Given exercise: Which lines in the listing below contain the string "structure"? Filter them out and copy each one.

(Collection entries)
※ ※ ※
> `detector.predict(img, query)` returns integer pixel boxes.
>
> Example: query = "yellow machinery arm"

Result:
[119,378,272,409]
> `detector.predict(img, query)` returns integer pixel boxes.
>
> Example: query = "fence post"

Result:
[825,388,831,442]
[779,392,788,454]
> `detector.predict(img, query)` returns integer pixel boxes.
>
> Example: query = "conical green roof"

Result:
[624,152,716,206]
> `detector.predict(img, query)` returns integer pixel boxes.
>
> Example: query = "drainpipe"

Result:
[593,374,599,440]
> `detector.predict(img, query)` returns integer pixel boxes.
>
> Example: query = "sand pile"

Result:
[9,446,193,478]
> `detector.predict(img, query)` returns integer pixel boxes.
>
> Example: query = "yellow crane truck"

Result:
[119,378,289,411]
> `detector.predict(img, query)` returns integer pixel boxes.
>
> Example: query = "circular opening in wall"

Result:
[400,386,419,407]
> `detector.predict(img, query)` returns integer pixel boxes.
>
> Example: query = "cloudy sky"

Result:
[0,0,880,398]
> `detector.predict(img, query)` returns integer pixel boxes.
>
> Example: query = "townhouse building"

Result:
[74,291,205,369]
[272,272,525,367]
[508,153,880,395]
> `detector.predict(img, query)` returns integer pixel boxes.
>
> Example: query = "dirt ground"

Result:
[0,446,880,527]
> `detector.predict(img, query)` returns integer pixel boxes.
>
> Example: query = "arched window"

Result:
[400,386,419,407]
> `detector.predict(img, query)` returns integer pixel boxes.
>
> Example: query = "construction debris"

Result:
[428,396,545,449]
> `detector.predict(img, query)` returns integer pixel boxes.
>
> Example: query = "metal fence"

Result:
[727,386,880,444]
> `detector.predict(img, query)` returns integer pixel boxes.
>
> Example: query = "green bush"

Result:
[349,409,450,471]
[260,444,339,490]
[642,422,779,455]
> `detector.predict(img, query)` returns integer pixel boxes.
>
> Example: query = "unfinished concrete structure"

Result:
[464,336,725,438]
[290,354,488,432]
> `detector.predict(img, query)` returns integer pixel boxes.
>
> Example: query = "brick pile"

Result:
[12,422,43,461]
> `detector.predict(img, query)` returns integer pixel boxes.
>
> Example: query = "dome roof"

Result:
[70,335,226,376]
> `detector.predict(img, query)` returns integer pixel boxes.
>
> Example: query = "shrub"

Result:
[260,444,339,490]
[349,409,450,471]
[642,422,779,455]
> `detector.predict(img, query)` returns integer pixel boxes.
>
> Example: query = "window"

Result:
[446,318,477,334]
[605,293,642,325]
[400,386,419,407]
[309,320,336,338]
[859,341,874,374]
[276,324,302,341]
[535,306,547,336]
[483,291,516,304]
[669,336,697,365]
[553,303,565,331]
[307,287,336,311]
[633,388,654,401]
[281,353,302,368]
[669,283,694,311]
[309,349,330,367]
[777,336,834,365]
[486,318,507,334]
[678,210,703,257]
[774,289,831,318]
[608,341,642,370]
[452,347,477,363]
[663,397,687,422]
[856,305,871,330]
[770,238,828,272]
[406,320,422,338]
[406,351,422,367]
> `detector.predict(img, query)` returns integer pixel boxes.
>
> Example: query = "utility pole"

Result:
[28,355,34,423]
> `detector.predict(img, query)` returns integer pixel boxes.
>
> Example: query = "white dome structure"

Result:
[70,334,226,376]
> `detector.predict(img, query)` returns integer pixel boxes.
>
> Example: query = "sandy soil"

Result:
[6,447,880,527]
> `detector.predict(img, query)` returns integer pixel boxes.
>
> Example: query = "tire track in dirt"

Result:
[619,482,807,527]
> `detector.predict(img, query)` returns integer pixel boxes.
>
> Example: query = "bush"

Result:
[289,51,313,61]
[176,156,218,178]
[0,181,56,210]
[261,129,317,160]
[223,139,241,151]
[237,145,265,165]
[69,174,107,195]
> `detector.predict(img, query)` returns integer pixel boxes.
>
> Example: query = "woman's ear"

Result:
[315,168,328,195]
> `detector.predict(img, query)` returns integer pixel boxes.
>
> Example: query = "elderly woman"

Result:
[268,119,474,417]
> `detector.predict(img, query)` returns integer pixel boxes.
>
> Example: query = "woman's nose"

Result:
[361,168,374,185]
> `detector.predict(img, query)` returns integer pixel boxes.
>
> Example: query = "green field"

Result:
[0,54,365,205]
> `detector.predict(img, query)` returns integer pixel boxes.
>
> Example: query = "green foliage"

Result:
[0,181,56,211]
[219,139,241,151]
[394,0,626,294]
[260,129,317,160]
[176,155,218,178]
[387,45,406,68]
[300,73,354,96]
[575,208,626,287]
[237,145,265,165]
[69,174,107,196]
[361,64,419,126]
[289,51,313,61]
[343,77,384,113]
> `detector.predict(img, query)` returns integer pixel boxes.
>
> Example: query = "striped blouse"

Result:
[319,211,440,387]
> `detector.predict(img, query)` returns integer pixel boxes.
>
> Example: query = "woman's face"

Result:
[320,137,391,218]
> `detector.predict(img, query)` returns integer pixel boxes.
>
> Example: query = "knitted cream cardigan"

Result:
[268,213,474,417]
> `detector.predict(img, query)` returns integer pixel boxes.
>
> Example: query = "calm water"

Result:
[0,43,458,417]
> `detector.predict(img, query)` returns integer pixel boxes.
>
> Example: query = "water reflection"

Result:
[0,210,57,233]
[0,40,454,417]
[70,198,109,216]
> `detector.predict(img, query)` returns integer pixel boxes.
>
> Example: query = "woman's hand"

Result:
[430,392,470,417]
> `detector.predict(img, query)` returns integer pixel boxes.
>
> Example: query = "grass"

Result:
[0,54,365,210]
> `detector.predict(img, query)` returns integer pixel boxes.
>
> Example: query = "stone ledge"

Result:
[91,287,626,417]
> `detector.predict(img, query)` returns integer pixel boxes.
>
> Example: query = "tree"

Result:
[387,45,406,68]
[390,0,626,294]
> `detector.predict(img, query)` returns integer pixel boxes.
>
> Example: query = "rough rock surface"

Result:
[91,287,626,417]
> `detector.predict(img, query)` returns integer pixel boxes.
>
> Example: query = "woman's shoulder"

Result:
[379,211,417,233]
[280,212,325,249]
※ ※ ※
The completed task:
> Example: query = "unfinished concrete structure"
> Example: query = "white dome structure"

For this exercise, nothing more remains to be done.